Output the material exactly, with every line intact.

☆ ☆ ☆ ☆

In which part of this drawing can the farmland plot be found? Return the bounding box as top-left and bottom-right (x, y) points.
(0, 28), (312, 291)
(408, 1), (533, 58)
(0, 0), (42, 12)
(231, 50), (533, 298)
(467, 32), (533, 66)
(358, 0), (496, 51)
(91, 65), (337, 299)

☆ ☆ ☆ ☆

Expected output »
In which part of this drawing can the farmland plot be found? Return the bounding box as top-left and bottom-right (x, y) points.
(0, 28), (312, 291)
(408, 1), (533, 58)
(0, 0), (42, 12)
(231, 50), (533, 298)
(467, 32), (533, 66)
(358, 0), (496, 51)
(91, 65), (337, 299)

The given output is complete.